JOB> In the forum thread on planting a dove field, which two crops does the original poster plan to plant as a combination?

# Planting the perfect dove field???



## mr. buck (Jan 11, 2009)

Did a search on here and came up with some loosely related topics but not exactly what I was looking for. have a couple of questions I'm hoping you guys that know a lot more than me can help out with. The gentleman that ranches our lease has offered to plant and maintain an 10 acre field for us for dove season however we'd like as long as we pay for the seed. We plan to plant a combo of milo and sunflowers. The questions are:

1) What type of sunflower seed do you recommend
2)What ratio of milo to sunflower should we use and how should we set it up (ie, should we ring the sunflower field with the milo)?
3)When does this need to be planted by? (We are close to Abilene)
4) How many days prior to the opener should we ask him to HARVEST some strips out of the field in order to hold the most doves?

This field has two large tanks just off of it, a few big dead oak trees and hundreds of acres of mesquite around it so it should be nice. Thanks in advance for any answers you feel like providing.


----------



## srmtphillips (Oct 3, 2007)

Sesame seeds. Lots of friends around Carrizo Springs plant them and the birds love them. The seeds are small so the dove can eat the mess out of them. Red top cane is another good one


----------



## kweber (Sep 20, 2005)

tough call. ideally, you'ld plant so that the crop is mature by mid-Aug.
but in the real world that's too late as a hot dry summer will probably hamper grain production.
native sunflowers and teaweed are dove magnets, too. especially for mourning doves.
plant mid Apr, the stuff will be ready late Jul and the birds will have a month to enjoy.


----------



## Texas Jeweler (Nov 6, 2007)

You might wish to check out the regulation really carefully about planting a field for hunting....just FYI...


----------



## AvianQuest (Feb 7, 2006)

Texas Jeweler said:


> You might wish to check out the regulation really carefully about planting a field for hunting....just FYI...


Nothing illegal about planting for doves and then mowing the standing crop down to distribute the seeds and then hunting over it...

http://www.fws.gov/le/HuntFish/dovebaiting.htm

It's only illegal if you brought seed in and spread it around and then hunted over it.

(Plus don't forget that grit pads are perfectly legal now)


----------



## kweber (Sep 20, 2005)

Buck, I re-read your post...
any type of domestic sunflower should be OK
I'd mix milo and SF seed and just lightly disc under in moist soil, no particular ratio, as grain harvest is not considered.
dont seed it too thick, as MDoves prefer room to watch for predators and DONOT like thick vegetation to feed.
mow mature plants in strips thruout the season if possible. for 10ac, I'd mow half a couple weeks before Sept1 and the rest Oct1 and you'ld have a good dove field.


----------



## CASTIN AND BLASTIN (Jan 28, 2011)

i do not know much adout sunflower, but my mom friend has a milio field that we got to hunt and we shot a bunch


----------



## Upchurch85 (Dec 12, 2006)

What's a grit pad?


----------



## MEGABITE (May 21, 2004)

Upchurch85 said:


> What's a grit pad?


http://2coolfishing.com/ttmbforum/showthread.php?t=314533&highlight=grit+pad


----------

COLLECTED DATA>
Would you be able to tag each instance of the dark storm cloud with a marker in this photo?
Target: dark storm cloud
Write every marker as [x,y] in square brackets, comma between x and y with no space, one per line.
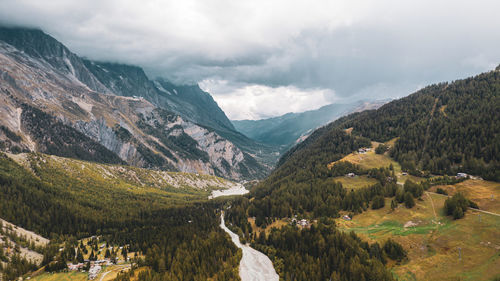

COMPLETED EXERCISE> Milo and sunflowers.